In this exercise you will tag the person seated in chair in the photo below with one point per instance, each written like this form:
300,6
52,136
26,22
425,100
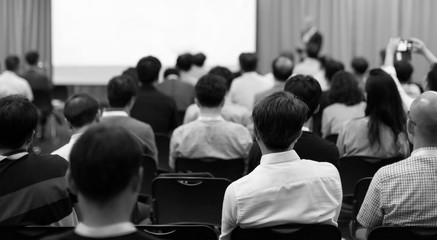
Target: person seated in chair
284,188
210,135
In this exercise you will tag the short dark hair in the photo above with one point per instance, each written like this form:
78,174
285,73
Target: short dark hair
81,109
248,62
148,69
359,65
184,62
210,90
199,59
278,120
307,89
282,68
100,166
120,90
225,73
18,119
345,89
404,70
32,57
12,62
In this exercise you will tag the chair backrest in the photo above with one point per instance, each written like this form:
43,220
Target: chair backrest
149,173
288,232
30,233
180,232
188,199
163,145
403,233
231,169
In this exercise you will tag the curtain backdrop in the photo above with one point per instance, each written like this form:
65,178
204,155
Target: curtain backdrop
25,25
349,27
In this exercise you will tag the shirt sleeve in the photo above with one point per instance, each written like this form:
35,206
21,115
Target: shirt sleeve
229,213
371,212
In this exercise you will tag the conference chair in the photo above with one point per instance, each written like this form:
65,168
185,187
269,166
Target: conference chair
179,232
288,232
30,233
403,233
231,169
163,145
188,200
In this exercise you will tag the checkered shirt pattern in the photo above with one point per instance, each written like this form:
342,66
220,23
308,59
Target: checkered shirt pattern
403,193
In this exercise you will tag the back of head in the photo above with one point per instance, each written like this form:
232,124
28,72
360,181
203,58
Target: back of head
307,89
184,62
384,105
359,65
32,58
18,119
81,109
248,62
225,73
199,59
282,68
345,89
404,70
12,62
148,69
121,90
278,120
101,167
210,90
332,67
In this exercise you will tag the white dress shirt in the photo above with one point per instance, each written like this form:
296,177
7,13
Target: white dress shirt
283,189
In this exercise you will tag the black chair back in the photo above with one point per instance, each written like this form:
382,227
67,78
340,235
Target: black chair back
231,169
288,232
188,199
180,232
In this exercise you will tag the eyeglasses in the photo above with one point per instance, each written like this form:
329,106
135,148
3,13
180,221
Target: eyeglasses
413,122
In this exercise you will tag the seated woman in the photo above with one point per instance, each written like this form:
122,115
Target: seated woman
347,102
381,133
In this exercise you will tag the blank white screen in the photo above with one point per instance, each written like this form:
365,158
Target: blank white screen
94,40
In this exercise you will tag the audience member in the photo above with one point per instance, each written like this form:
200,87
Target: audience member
184,63
283,188
347,102
33,190
151,106
282,69
122,92
181,92
230,111
106,177
41,88
245,87
403,193
381,133
11,83
81,111
309,145
210,135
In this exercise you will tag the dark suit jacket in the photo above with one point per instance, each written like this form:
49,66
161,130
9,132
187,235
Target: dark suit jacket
309,146
156,109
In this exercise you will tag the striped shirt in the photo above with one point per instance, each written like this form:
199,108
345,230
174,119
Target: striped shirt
33,190
403,193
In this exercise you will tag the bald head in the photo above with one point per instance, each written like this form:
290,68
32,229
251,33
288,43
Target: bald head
422,125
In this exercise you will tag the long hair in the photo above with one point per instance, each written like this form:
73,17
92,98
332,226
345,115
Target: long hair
384,106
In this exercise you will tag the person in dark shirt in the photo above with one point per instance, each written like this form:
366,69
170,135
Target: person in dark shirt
309,145
106,176
151,106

THE PROBLEM | Would you write each entry out again exactly, omitting the images?

COMPLETED TASK |
In this exercise you will tag the person seated in chair in the photo below with one point per instance, each written like this form:
300,6
52,136
26,22
425,100
Target: person seated in chair
284,188
210,135
In this exercise you will tag the short dark hair in the photo above with one point per instance, each written like this form:
78,174
285,73
Target: short dark hair
81,109
248,62
148,69
359,65
184,62
210,90
199,59
278,120
307,89
282,68
100,166
120,90
225,73
18,119
345,89
404,70
32,57
12,62
In this exercise you will tag the chair backrest in the photo above with one point per instance, each written like this form:
43,220
Target: chair backrest
149,173
288,232
30,233
180,232
188,199
163,145
403,233
231,169
In this exercise you will tag the curtain backdrop in the photo above with one point per instance, each written like this form:
65,178
204,155
Target: curtain backdrop
25,25
349,27
In this exercise you will tag the shirt sleeve in the photo above with one point per instance, each written like this form:
35,206
21,115
Target: shirt sleeve
229,213
371,212
In this exercise you will tag the conference chair in the photo above with one point per instance, each written like this form:
65,168
185,187
269,166
Target: conference chair
179,232
288,232
30,233
403,233
231,169
163,145
188,200
In this exercise you will tag the checkered shirt pattern in the photo above with one point per instance, each written like this form:
342,66
220,23
308,59
Target: checkered shirt pattern
403,193
In this exercise you will tag the back of head in the photo above with one point per instance, each written like this form:
232,124
28,72
360,181
203,58
Target: back of head
307,89
184,62
384,105
359,65
32,58
18,119
81,109
248,62
225,73
199,59
282,68
345,89
404,70
12,62
148,69
121,90
278,120
101,167
210,90
332,67
In this exercise you will tag the white dress shirt in the photo above with one point per instance, each written like this form:
296,177
7,13
Target: white dress shirt
283,189
In this exercise you will tag the black chair back in the photo above with one point per instance, each written like this form:
382,227
67,78
340,235
Target: black chair back
231,169
288,232
188,199
180,232
In this exercise you will tag the eyeglasses in the photo above with one point per instance, each written like this form:
329,106
135,148
3,13
180,221
Target: eyeglasses
413,122
In this exercise you will tag the seated woman in the photo above with one point per instance, each written like this form:
122,115
Target: seated woman
347,102
381,133
In this exercise you will tag the blank white screen in the photo above with one point per instance, each written like this form:
365,158
Target: blank white screen
94,40
In this exercise you will tag the audience member in the photo above with one point per instance, each written like this form:
200,87
Target: audience member
184,63
283,188
347,102
33,190
151,106
282,69
122,92
181,92
230,111
106,177
41,88
245,87
403,193
381,133
11,83
81,111
309,145
210,135
In this exercise you will tag the dark suit jacket in the photo above with one point per instance, each written like this form:
49,66
161,130
9,132
187,235
Target: dark suit jacket
309,146
156,109
In this exercise you will tag the striped shirt in the photo above with one point per instance, each written like this form:
199,108
345,230
174,119
Target: striped shirt
33,190
403,193
In this exercise you will tag the bald head in the photo above with one point per instance, each written like this form:
290,68
32,229
251,33
288,43
Target: bald head
422,125
In this exercise you will tag the long hair in the photo above with one point per instance, each written like this form:
73,17
92,98
332,226
345,115
Target: long hair
384,106
In this exercise you will tag the person in dark shirt in the photo above with one point per instance, each written like this form:
366,69
170,135
Target: person in dark shirt
309,145
106,176
151,106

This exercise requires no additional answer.